Pointing dataset records:

▬▬▬

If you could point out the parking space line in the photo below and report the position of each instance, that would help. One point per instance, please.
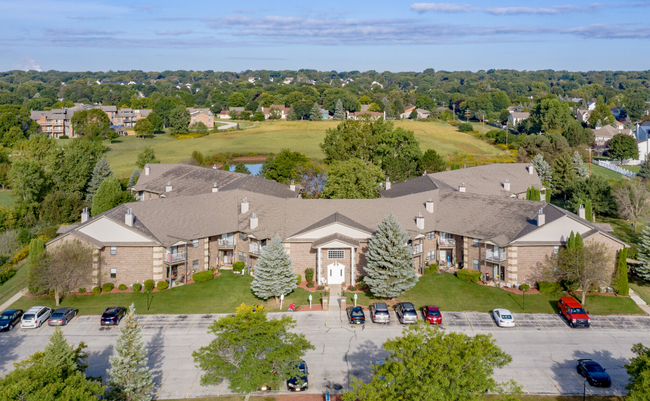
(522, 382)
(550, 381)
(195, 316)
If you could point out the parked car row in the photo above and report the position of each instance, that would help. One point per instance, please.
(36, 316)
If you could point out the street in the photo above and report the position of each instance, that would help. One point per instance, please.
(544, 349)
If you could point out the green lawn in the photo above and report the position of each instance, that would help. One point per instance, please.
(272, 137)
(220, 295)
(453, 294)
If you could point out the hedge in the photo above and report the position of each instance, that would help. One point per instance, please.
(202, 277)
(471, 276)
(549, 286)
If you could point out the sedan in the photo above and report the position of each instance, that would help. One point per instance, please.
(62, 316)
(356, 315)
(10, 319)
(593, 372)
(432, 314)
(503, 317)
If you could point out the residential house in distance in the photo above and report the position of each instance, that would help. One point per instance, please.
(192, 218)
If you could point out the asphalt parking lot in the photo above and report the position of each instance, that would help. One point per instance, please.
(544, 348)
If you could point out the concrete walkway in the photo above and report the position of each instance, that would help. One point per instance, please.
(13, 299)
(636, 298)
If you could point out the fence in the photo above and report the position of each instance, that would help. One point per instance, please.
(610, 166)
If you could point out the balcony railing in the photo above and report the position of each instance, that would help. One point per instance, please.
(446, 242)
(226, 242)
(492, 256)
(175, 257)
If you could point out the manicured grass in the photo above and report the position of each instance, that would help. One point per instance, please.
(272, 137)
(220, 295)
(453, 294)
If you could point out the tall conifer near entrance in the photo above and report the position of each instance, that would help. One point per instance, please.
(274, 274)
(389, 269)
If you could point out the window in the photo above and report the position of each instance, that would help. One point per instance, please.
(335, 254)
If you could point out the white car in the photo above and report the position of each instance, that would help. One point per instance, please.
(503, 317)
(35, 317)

▬▬▬

Aim: Reproduce the material above in full and without alteration, but skip all pictures.

Solution to the exercise:
If you could point out the parking space line in the photo below and report the position of each instance, that would help. One point per instance, please.
(522, 382)
(550, 381)
(195, 316)
If you could point out the parked car row in the photo above and report the position of each instance, that would help. One point per instance, please.
(36, 316)
If you could point out the street in the photo above and report the position of each instance, that would help. One point per instance, please.
(544, 349)
If you could point out the green lawn in the photo above and report the position of each instance, that would help. One point per instance, please.
(272, 137)
(220, 295)
(453, 294)
If you could point out the hedge in the photo above and report the position of each instance, that would help. One point per instance, please.
(202, 277)
(471, 276)
(549, 286)
If you could point out the sedan in the photo above and report the position of each instance, that would help. One point per instance, please.
(62, 316)
(356, 315)
(10, 319)
(593, 372)
(432, 314)
(503, 317)
If you could point out the residential house in distance in the photo above and report the position of each instance, that would help. One point per instance, please.
(192, 218)
If you could point out the asphalt parking lot in the photo above and report the position of each instance, that would help. One point per instance, please.
(544, 348)
If you could point out the concrete walkway in the photo above and report the position of each instance, that would help. One point per instance, please.
(13, 299)
(636, 298)
If you could point out the fence in the photo above and report the position of each instance, that would help. One point per instance, please.
(610, 166)
If you could point out the balcony railing in the photo above and report the position of each instance, that would help. One point per instance, please.
(446, 242)
(226, 242)
(492, 256)
(175, 257)
If you could point out the manicured grass in the photo above and report the position of each instance, that would help. One point per instance, please.
(272, 137)
(220, 295)
(453, 294)
If you could point out the tall conifer near entrance in the photo above and report the position of each instance, that would help. One point per instance, please.
(274, 274)
(389, 269)
If you could point out the window in the photo above and report the position of each instance, that would help. One point per instance, please.
(335, 254)
If you could point out the white car in the photo above and report the position of each instance, that would help. One point per instance, please.
(503, 317)
(35, 317)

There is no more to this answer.